Please count the lines in the listing below that contain the word "blurred", treating uppercase and lowercase as different. Reply with the number only.

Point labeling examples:
## BEGIN

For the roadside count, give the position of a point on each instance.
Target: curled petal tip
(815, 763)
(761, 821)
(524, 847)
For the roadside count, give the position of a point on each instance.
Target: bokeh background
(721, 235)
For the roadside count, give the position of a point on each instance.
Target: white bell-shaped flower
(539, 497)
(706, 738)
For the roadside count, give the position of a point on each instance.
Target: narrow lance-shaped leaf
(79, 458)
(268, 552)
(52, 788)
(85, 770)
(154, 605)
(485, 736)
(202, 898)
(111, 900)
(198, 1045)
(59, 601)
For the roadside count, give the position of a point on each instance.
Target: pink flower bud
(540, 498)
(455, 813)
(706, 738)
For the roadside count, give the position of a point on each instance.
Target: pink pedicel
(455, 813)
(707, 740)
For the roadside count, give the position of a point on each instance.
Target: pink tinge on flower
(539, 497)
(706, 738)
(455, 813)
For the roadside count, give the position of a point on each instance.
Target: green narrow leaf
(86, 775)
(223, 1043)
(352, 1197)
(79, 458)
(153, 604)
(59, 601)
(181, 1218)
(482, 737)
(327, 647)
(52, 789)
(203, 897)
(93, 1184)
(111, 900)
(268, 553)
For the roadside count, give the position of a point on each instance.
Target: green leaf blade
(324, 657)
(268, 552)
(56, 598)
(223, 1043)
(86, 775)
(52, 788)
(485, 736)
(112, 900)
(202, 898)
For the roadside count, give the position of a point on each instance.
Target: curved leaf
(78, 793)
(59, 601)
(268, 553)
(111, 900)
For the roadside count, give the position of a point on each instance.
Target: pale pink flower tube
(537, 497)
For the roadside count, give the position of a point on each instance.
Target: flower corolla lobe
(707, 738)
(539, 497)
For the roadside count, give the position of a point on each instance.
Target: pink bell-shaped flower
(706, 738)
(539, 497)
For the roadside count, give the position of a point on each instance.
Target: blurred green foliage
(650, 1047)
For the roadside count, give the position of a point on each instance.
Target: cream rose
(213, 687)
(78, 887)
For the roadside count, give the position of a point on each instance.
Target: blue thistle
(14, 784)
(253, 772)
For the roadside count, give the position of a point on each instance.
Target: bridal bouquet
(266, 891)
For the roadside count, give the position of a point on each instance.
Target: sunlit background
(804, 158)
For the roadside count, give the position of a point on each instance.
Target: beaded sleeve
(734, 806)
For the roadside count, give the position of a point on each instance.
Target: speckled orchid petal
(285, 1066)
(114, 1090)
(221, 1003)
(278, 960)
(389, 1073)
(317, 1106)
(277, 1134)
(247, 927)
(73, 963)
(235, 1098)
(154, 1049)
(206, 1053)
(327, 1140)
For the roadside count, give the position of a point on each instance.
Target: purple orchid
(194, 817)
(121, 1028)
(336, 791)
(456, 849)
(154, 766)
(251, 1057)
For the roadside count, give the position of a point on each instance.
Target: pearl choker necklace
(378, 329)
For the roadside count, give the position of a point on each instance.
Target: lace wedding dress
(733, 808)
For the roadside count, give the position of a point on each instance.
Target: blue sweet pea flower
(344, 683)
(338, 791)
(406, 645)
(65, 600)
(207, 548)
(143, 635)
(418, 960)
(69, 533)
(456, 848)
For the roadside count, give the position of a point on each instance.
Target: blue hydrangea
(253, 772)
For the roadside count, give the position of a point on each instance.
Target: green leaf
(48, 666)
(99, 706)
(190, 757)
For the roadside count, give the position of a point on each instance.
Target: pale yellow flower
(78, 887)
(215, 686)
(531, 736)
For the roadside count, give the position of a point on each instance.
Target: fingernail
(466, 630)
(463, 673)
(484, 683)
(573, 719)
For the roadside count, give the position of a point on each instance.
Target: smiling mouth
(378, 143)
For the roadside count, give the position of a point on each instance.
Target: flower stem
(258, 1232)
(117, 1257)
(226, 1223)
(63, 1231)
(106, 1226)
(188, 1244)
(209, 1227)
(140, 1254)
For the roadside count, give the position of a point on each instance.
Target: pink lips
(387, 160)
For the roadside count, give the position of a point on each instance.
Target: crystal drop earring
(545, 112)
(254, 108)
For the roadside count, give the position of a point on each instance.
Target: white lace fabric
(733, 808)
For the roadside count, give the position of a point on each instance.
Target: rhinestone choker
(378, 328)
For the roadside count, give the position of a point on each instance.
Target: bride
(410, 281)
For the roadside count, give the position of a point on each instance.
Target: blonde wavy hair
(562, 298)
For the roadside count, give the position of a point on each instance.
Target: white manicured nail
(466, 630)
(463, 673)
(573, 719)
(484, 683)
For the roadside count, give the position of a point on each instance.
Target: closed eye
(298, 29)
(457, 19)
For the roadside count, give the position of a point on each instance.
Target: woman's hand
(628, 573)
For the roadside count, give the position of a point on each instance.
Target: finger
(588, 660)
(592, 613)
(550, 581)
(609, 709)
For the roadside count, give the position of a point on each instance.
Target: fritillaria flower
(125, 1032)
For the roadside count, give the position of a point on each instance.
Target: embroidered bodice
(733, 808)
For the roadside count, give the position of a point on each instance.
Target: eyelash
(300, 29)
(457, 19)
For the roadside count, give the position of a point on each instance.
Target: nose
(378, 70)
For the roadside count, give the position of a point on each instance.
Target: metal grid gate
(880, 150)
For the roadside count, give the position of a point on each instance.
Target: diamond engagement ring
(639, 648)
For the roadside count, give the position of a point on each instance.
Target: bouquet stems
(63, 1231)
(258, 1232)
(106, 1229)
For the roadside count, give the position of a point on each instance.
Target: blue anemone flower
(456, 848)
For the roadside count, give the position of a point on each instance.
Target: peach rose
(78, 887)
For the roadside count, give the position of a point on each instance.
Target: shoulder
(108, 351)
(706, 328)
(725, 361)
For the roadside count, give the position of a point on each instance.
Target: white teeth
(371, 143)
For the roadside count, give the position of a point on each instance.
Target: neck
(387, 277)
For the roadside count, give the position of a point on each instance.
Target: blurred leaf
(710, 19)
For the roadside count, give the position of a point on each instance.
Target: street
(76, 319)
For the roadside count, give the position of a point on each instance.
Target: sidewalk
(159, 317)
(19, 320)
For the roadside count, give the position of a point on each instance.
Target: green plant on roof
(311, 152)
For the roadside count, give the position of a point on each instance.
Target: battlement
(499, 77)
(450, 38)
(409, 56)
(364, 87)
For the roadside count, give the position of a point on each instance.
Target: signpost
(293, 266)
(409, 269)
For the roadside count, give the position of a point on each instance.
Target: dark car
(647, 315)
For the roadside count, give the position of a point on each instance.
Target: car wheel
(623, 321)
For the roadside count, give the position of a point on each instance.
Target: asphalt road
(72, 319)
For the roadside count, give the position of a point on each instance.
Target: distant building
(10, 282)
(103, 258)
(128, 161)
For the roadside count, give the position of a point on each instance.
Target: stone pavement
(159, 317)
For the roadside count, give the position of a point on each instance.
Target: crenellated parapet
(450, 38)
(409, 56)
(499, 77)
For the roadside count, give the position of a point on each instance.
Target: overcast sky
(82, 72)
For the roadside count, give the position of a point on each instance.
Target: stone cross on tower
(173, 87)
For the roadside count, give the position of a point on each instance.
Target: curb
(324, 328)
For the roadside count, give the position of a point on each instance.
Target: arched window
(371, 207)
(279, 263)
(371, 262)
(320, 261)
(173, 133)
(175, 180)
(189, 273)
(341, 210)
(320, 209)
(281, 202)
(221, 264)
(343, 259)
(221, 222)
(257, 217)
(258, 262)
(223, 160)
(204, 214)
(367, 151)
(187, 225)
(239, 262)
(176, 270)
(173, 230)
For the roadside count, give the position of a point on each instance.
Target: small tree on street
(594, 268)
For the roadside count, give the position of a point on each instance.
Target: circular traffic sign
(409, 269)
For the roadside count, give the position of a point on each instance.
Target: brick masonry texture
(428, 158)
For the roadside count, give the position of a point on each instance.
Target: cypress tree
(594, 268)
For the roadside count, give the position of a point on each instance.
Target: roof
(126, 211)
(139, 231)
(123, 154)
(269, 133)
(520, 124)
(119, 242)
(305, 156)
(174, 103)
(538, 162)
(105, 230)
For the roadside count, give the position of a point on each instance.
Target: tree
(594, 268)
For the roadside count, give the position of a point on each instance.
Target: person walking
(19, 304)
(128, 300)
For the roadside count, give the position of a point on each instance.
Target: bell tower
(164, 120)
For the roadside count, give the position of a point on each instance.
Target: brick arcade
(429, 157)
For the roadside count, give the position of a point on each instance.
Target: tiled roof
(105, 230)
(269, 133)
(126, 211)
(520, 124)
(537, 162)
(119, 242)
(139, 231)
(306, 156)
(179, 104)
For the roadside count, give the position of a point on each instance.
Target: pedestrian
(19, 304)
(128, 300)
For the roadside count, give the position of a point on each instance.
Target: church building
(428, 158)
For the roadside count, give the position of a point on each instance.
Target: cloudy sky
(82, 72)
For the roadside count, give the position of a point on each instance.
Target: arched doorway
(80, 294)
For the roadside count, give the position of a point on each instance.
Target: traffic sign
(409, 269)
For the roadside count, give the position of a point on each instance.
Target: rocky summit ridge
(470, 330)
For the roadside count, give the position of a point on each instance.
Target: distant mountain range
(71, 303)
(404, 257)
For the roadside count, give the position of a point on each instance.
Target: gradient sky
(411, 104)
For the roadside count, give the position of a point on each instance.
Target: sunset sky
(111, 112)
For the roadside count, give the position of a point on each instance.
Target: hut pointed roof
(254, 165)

## END

Response to this exercise ▸ 2